══ DOCUMENT EXCERPT ══

In any event. I will be home soon. 
Hugs and smiles,
Tamarika

PS – hope you will still be here when I return …

See you tomorrow

Quote of the day

Don't ever slam a door; you might want to go back. Don Herold (Received today from CCIE – timing is everything if one believes in signs)

I am humming all the while I do things about the house, making up the tunes as I go along. Sometimes, I become quite loud, and I notice that there is a rhythmic, repetitive tone, back and forth, back and forth. 
Humming while I: 
  • wash dishes, 
  • prepare Ada's food, 
  • clean out the coffee machine, 
  • freshen up the cat litter box, 
  • pile laundry into the washer, 
  • light candles and incense for watering plants, 
  • feed the birds,
  • water the yard.

═══
══ DATASET CONTENT ══

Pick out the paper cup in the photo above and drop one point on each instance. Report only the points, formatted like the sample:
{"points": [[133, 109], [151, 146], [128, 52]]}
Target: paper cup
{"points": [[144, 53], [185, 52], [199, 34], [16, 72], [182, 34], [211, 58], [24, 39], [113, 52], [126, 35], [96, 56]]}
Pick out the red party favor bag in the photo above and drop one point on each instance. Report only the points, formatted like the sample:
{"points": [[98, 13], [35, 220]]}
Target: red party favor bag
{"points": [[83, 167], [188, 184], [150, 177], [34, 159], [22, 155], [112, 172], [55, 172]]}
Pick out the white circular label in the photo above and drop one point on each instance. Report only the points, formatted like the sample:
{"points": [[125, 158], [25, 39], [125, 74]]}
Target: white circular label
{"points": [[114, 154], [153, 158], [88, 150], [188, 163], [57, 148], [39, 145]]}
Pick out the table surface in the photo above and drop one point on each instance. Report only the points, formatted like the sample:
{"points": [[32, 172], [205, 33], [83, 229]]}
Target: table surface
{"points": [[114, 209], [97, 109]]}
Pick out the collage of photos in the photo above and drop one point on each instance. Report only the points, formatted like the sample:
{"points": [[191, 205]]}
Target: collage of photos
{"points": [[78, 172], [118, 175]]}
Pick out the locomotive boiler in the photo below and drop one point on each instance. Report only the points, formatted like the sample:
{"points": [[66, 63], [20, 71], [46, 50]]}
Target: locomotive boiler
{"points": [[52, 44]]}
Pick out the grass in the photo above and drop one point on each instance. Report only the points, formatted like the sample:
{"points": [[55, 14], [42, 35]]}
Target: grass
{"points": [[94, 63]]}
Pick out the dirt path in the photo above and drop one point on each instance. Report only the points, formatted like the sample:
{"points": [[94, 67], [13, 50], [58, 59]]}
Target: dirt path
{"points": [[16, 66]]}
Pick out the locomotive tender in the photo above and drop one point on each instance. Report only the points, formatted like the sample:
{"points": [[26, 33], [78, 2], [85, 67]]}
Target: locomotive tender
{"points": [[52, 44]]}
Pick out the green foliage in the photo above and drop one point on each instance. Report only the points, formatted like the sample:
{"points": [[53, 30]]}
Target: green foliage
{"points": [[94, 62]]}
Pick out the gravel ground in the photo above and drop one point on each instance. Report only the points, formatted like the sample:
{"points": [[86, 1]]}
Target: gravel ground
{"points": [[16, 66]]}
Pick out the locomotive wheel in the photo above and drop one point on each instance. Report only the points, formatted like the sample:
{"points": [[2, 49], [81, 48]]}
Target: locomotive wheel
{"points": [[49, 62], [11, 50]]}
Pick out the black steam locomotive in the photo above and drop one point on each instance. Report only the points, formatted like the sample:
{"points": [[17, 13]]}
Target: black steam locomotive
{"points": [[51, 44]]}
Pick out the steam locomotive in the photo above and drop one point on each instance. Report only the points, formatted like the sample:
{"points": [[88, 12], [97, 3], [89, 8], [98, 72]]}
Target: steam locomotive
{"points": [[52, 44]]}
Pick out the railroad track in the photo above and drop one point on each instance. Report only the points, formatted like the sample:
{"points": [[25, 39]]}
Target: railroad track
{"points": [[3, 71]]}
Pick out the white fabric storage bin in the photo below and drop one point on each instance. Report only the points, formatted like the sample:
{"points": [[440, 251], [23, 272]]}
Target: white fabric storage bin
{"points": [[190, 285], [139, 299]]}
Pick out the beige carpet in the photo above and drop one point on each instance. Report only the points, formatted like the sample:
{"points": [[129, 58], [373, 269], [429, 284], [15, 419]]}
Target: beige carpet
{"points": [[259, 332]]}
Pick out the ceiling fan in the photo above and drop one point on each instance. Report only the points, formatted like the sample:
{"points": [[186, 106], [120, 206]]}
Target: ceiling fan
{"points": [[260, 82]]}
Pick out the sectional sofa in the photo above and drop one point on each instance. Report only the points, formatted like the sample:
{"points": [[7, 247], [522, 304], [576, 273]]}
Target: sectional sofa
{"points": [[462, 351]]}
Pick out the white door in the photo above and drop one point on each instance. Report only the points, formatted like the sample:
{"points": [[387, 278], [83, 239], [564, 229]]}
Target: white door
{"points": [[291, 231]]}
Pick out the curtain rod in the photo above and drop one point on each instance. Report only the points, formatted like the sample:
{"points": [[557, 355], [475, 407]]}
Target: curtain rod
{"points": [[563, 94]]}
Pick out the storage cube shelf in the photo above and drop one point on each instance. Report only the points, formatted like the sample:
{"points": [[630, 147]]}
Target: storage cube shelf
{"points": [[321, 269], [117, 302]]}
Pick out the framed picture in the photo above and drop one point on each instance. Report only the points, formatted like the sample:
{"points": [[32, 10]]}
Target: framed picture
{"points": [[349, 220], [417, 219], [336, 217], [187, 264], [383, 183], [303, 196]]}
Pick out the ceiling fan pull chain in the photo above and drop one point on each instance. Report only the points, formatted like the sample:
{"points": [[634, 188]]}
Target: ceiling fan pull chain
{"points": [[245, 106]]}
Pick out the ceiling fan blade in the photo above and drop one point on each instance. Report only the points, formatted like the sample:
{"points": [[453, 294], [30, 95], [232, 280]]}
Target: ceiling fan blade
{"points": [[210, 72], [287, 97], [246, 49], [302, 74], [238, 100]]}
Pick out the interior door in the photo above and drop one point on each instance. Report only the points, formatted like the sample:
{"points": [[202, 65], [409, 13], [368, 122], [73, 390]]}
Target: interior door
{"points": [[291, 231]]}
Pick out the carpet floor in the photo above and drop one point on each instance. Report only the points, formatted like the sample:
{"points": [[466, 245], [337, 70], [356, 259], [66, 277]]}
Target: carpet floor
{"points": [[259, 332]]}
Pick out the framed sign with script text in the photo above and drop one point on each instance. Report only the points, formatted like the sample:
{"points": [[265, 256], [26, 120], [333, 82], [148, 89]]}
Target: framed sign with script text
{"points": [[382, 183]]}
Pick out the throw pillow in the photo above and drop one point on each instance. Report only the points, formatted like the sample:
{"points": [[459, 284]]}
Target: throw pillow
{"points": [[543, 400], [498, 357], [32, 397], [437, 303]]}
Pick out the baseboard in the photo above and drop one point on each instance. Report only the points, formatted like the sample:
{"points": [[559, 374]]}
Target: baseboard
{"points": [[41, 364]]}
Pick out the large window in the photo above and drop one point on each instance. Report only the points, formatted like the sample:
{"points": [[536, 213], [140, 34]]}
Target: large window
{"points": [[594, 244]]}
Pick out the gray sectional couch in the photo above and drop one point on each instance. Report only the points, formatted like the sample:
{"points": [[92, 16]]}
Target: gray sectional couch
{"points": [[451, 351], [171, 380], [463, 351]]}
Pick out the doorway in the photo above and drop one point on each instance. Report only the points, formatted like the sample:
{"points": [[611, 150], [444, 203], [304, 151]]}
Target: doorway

═══

§ **PROMPT**: Please rewrite the stretch of the journal entry that opens with "Quote of the" and closes with "believes in signs)", substituting "window" for "door".

§ **EXERCISE RESPONSE**:
Quote of the day

Don't ever slam a window; you might want to go back. Don Herold (Received today from CCIE – timing is everything if one believes in signs)